• **Description of the task**:
Output only this range of the data below: the line that contains "Question: Is any forest floor" through the final line, both ends included, each retyped exactly.
[Start of section]
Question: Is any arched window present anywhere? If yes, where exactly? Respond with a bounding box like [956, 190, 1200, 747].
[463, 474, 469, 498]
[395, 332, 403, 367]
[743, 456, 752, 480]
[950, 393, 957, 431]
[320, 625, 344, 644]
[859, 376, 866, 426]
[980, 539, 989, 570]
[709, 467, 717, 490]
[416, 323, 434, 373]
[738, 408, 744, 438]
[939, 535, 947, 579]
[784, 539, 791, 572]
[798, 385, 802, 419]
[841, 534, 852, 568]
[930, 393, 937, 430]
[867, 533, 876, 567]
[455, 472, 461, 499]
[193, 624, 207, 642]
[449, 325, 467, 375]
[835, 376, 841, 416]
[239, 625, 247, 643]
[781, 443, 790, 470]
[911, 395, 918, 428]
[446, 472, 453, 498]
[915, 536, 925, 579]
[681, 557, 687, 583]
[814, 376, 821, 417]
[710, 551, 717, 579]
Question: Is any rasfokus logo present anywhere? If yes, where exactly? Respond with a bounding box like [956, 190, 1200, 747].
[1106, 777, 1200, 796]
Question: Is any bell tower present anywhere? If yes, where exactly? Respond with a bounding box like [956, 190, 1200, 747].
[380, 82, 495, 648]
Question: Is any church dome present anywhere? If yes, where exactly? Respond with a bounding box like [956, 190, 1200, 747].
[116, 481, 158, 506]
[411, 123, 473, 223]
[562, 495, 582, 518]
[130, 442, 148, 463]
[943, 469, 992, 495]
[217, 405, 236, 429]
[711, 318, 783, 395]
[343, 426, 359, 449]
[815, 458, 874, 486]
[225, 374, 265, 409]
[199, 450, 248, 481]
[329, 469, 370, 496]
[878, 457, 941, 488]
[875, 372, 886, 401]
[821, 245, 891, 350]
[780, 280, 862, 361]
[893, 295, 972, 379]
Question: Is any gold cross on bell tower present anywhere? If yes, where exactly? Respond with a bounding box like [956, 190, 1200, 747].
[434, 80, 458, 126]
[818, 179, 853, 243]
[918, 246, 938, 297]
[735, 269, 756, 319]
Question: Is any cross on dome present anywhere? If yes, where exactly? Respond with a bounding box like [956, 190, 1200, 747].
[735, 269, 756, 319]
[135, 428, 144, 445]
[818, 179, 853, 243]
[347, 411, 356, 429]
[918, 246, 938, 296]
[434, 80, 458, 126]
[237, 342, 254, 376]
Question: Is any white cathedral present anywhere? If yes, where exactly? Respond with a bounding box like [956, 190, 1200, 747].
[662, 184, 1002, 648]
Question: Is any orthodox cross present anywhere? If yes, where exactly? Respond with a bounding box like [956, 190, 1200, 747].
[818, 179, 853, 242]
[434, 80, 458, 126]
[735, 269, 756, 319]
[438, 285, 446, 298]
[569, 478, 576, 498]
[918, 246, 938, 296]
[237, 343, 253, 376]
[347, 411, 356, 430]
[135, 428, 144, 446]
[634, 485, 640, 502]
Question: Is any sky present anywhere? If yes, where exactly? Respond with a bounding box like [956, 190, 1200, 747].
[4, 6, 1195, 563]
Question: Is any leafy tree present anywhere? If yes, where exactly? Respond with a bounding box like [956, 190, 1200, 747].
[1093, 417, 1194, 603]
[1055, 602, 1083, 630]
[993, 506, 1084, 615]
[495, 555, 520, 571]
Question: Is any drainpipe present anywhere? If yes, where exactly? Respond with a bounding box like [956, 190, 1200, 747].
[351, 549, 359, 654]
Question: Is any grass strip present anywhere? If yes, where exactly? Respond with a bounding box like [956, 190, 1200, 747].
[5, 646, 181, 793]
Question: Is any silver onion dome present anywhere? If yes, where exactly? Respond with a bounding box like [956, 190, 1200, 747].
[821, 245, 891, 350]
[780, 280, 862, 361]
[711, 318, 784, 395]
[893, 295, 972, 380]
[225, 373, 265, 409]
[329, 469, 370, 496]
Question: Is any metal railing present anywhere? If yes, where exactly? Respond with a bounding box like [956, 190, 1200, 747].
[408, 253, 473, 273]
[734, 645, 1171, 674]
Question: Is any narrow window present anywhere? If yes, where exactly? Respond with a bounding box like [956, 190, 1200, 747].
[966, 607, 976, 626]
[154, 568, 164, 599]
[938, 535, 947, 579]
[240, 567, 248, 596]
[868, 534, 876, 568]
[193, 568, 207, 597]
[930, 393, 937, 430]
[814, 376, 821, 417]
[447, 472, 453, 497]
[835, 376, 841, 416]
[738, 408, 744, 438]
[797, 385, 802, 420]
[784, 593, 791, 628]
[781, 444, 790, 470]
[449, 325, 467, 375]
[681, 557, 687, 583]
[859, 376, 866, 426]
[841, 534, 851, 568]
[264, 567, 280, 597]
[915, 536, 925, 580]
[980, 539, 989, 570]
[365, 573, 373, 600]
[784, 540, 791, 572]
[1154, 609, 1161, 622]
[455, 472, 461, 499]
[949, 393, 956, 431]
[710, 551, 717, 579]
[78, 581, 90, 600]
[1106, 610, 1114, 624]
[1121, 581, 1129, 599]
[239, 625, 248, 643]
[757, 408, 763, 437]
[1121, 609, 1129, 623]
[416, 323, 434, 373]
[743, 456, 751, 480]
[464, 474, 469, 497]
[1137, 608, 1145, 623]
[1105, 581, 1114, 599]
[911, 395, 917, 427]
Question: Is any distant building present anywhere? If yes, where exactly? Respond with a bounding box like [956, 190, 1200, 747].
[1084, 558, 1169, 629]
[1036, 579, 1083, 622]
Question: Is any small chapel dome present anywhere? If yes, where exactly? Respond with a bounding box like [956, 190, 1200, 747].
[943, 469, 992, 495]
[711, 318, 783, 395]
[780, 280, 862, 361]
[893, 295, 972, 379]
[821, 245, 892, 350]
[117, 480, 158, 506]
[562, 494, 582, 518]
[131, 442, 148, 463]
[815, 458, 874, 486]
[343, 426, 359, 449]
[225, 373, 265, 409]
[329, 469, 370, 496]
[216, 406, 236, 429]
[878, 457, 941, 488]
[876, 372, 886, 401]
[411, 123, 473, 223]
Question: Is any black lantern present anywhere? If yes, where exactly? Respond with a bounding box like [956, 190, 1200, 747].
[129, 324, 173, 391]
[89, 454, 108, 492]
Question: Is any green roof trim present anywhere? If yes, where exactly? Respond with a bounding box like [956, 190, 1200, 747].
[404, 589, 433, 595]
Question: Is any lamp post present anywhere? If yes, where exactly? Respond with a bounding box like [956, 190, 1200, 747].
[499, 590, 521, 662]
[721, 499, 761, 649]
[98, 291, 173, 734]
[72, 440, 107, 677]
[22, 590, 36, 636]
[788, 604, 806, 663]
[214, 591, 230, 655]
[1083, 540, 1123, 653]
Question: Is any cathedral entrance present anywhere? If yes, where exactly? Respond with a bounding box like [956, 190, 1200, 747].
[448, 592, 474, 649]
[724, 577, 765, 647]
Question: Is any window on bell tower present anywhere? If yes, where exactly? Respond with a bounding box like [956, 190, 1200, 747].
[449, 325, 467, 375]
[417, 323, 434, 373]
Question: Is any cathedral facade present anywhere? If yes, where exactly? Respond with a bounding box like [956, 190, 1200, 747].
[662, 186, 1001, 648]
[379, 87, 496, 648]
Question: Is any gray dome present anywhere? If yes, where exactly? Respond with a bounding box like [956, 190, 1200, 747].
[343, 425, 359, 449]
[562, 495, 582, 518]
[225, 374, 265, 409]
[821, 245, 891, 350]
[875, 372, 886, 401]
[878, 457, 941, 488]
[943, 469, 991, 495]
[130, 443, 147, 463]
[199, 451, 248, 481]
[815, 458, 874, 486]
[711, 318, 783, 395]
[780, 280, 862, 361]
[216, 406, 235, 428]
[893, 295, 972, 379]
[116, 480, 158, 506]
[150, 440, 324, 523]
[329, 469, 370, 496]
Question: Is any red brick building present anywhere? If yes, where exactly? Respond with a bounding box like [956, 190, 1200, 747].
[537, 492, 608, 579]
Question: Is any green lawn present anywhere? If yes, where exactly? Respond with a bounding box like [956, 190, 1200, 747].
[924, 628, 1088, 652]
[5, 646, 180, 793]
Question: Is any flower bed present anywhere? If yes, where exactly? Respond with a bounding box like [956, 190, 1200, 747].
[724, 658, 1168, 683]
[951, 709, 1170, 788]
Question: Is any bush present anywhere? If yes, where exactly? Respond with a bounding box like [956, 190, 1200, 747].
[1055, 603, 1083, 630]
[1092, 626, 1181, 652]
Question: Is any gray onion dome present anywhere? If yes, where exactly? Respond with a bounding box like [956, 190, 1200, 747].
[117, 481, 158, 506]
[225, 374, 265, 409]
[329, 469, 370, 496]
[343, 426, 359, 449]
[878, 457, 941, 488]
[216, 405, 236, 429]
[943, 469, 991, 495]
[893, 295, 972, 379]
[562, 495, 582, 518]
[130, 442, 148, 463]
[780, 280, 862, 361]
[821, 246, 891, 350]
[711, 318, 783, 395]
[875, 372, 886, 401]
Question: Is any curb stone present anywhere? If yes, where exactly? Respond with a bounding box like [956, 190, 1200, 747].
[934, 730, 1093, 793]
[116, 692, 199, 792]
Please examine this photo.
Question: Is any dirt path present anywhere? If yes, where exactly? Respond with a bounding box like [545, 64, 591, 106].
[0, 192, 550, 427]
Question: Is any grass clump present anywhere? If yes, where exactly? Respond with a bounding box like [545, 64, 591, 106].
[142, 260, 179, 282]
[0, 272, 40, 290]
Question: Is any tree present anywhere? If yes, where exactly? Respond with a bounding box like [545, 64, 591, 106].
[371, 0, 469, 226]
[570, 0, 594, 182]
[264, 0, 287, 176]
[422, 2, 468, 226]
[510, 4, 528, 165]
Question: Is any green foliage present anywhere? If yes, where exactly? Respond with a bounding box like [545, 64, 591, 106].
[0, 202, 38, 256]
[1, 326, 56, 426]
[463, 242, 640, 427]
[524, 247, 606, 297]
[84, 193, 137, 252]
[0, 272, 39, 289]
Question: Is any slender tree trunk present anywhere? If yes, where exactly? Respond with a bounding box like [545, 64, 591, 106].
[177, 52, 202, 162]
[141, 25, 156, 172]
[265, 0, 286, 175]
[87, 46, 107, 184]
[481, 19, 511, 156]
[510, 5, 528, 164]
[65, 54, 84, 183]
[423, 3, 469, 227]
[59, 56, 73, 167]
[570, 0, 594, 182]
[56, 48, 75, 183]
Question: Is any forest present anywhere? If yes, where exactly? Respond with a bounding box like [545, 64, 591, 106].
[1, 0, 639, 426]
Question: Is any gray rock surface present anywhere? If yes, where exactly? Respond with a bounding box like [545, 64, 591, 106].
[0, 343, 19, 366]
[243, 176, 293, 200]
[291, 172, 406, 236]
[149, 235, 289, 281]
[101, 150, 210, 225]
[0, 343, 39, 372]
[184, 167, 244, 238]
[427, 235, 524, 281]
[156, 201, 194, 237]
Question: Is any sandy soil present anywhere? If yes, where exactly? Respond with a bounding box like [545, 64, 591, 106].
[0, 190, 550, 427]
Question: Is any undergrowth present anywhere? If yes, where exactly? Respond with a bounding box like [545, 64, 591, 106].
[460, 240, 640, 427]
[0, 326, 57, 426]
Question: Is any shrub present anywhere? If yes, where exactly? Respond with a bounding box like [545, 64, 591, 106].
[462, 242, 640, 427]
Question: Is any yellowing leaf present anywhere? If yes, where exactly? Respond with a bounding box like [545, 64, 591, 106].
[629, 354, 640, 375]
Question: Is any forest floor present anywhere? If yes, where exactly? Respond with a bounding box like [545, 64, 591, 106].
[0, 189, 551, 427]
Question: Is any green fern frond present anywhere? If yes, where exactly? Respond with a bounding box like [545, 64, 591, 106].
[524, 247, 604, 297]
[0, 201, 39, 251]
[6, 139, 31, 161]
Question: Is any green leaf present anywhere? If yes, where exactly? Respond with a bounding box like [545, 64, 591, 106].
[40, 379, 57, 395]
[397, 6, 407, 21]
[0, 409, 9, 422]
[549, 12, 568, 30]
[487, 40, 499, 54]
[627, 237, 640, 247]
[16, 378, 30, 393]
[End of section]
• **Solution to the problem**:
Question: Is any forest floor present anywhere? If yes, where exactly? Respond with a bounding box like [545, 64, 591, 106].
[0, 189, 551, 427]
Question: Is any green fern frond present anywhere? If yes, where exactly? Respond with a bounding box like [545, 64, 591, 106].
[524, 247, 604, 297]
[0, 201, 39, 251]
[6, 139, 31, 161]
Question: Is any green leaf present anywhere? If yes, where exactly? Respond with a bounding box like [545, 64, 591, 106].
[40, 379, 57, 395]
[397, 6, 407, 21]
[0, 409, 9, 422]
[549, 12, 568, 30]
[487, 40, 499, 54]
[627, 237, 640, 247]
[16, 378, 30, 393]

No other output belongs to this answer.